Your task ▸
Copy the text of every row below word for word, leaving out the pictures.

Items ▸
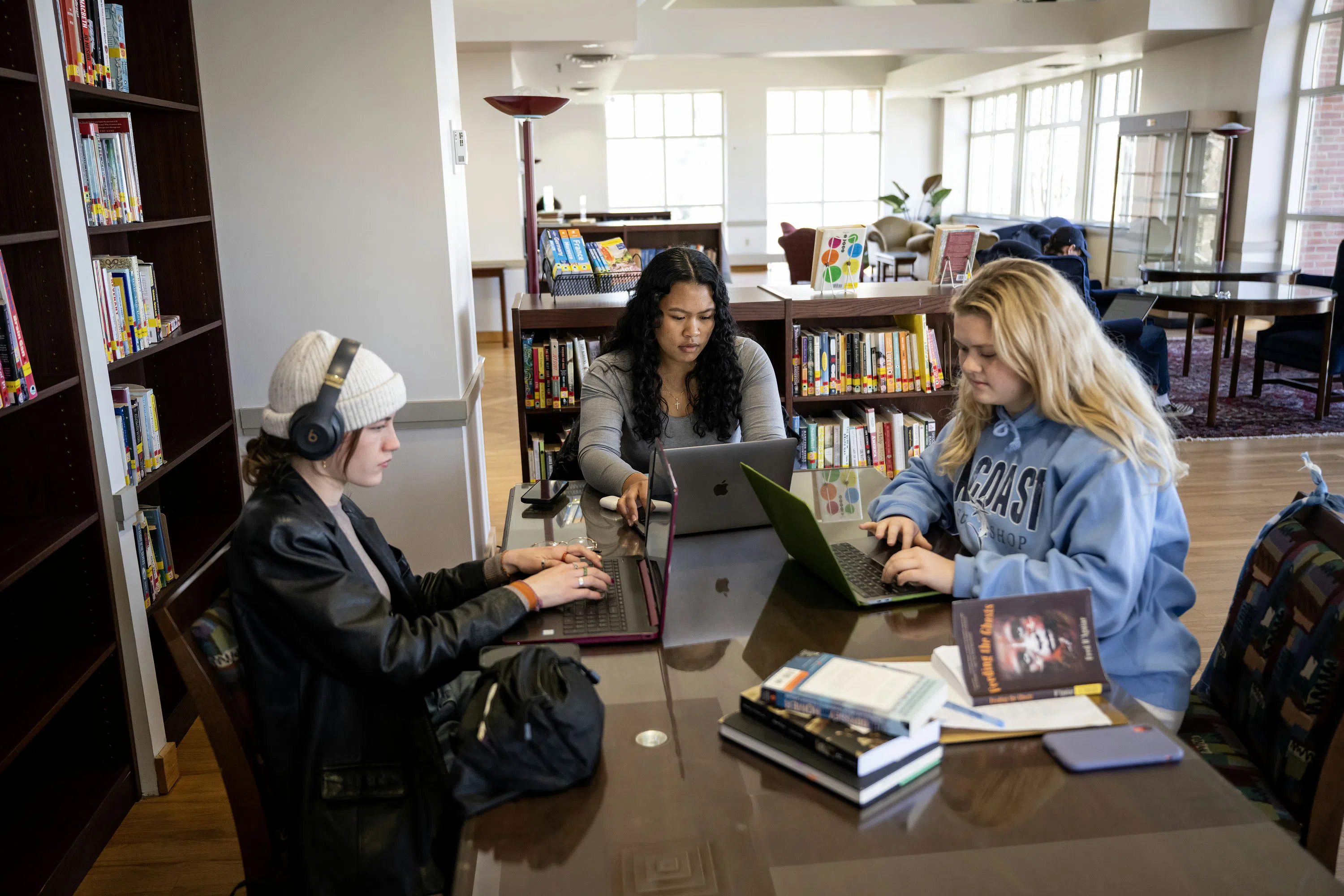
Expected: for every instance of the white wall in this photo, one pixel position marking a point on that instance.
(389, 263)
(912, 144)
(744, 84)
(572, 148)
(494, 189)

The answer ▸
Expected: for every instance of the white wall in this photo, one pixel position marking a point on that instance.
(389, 263)
(912, 144)
(744, 84)
(572, 148)
(494, 189)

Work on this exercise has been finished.